• [DIRECTION]:
Output every entry exactly, from the first line to the last.

• [DATASET]:
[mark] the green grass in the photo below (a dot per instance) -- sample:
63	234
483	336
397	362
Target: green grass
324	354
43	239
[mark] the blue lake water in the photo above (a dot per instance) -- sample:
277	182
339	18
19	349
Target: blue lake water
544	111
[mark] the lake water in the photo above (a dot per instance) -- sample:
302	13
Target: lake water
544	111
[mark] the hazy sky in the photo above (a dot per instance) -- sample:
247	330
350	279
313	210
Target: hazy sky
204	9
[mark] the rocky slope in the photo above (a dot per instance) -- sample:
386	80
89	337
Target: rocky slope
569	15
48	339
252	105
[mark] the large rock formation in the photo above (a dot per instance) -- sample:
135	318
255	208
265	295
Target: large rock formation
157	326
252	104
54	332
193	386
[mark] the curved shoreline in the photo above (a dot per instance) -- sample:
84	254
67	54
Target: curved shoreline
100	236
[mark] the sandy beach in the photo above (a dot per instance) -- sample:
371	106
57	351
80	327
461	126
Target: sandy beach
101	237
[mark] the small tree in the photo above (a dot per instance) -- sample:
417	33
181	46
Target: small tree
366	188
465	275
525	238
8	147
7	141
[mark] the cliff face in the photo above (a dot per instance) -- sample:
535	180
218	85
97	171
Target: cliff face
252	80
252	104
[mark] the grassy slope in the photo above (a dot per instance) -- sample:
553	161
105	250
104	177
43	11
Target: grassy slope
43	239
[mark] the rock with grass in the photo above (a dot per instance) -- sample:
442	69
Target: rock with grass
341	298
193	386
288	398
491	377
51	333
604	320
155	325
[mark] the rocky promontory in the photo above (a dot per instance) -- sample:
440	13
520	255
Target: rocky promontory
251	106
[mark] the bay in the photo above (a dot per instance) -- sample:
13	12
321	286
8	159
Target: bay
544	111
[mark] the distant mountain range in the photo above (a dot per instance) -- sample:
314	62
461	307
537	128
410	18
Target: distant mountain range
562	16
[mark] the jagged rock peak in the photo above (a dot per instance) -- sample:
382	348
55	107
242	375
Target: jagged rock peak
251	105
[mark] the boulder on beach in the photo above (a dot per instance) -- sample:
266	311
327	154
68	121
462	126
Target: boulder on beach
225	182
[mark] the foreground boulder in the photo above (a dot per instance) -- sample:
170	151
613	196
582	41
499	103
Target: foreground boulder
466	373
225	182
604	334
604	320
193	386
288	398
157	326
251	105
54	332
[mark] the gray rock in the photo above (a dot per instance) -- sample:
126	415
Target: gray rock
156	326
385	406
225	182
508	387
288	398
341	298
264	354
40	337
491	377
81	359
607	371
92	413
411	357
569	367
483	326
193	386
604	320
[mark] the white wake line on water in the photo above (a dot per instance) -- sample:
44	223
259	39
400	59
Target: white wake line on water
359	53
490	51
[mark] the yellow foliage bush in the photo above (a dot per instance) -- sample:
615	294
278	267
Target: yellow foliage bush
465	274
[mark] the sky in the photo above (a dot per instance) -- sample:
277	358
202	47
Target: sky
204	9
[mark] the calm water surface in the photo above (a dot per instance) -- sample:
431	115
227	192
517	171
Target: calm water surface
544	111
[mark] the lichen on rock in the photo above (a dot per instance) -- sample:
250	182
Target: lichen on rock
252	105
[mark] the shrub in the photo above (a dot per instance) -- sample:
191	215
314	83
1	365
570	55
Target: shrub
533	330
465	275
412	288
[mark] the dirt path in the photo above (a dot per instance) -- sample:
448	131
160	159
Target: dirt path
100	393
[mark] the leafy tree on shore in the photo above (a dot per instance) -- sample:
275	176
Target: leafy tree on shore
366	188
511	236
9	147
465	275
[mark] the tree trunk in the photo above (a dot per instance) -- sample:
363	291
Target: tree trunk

• [EXPECTED OUTPUT]:
[mark] the green grass in the photo below (a dot per instance) -- sample:
63	234
483	336
397	362
Target: green grass
324	354
43	239
[mark] the blue lake water in the photo above (a dot per instance) -- sample:
277	182
339	18
19	349
Target: blue lake water
544	111
[mark] the lake water in the photo above (a dot per instance) -- sample:
302	13
Target: lake water
544	111
[mark] the hazy sky in the photo above (a dot per instance) -- sample:
247	330
350	279
313	210
Target: hazy sky
204	9
[mark] the rocky slope in the photo above (a dot per instance) -- sample:
386	80
89	337
Target: rocky slope
569	15
48	339
252	105
[mark] the large rock formation in the photo above (a dot per instance) -- sample:
135	318
255	208
265	295
Target: large rock formation
157	326
252	104
54	332
193	386
[mark] the curved shoreline in the photo above (a dot per instance) -- sample:
84	254
67	54
Target: curved shoreline
100	236
[mark] the sandy beach in the photo above (a dot per instance) -- sample:
371	106
57	351
80	327
461	126
Target: sandy beach
101	237
[mark] the small tree in the photo above (a dot per instance) -- sample:
417	33
181	46
Target: small tree
366	188
465	275
525	238
8	147
7	141
[mark] the cliff face in the photo above (a dot per instance) -- sample:
535	180
218	85
97	171
Target: cliff face
252	80
252	104
[mark] the grassy slope in the photo above (a dot per instance) -- sample:
553	161
105	250
104	177
43	11
Target: grassy slope
43	239
[mark] the rock with grass in the photo above (a dot per instance) -- sample:
442	69
Target: rock with grass
341	298
193	386
288	398
491	377
51	333
604	320
155	325
[mark] the rocky promontory in the photo above (a dot per instance) -- sample:
440	13
520	255
Target: rocky promontory
251	106
[mark] the bay in the photo above (a dot per instance) -- sample:
13	12
321	286
8	159
Target: bay
544	111
[mark] the distant mountain range in the photo above (a dot per instance) -- sample:
314	62
461	307
537	128
410	18
Target: distant mountain range
562	16
[mark] the jagged rock peak in the photo above (a dot per instance) -- sample:
382	348
55	107
242	375
Target: jagged rock peak
251	105
[mark] the boulder on beach in the photo above (a dot per instance) -- sample:
266	311
327	154
68	121
462	126
Target: boulder on beach
225	182
[mark] the foreground boulder in the photo above (a dot per instance) -- sample:
170	151
613	196
582	41
499	103
Target: foreground boulder
466	373
225	182
604	334
604	320
193	386
288	398
157	326
251	105
54	332
[mark] the gray rock in the photo above (a dot per instance) -- sample:
126	415
Target: gray rock
156	326
385	406
225	182
508	387
288	398
341	298
264	354
40	337
491	377
81	359
607	371
92	413
411	357
569	367
483	326
193	386
604	320
[mark] the white wake line on water in the photo above (a dot per instance) -- sample:
44	223
259	39
400	59
Target: white wake line on water
359	53
490	51
[mark] the yellow foliage bush in the photo above (a dot per instance) -- sample:
615	294
278	267
Target: yellow foliage bush
465	274
[mark] the sky in the photo above (a dot per instance) -- sample:
277	358
202	47
Target: sky
204	9
[mark] the calm water surface in the photo above (a dot per instance) -- sample:
431	115
227	192
517	171
Target: calm water surface
544	111
[mark] the lichen on rock in the photo above (a dot per instance) -- sample:
250	182
Target: lichen on rock
252	105
[mark] the shrub in the photo above (a dot per instance) -- sample:
191	215
314	83
1	365
570	55
Target: shrub
533	330
465	275
412	288
[mark] the dirt path in the photo above (a dot per instance) -- sample:
448	131
160	159
Target: dirt path
100	393
[mark] the leafy tree on shore in the photo above (a dot per instance) -- sample:
275	176
Target: leafy tree on shore
366	188
511	236
9	147
465	275
[mark] the tree trunk in the photo above (a dot per instance) -- sample:
363	291
Target: tree trunk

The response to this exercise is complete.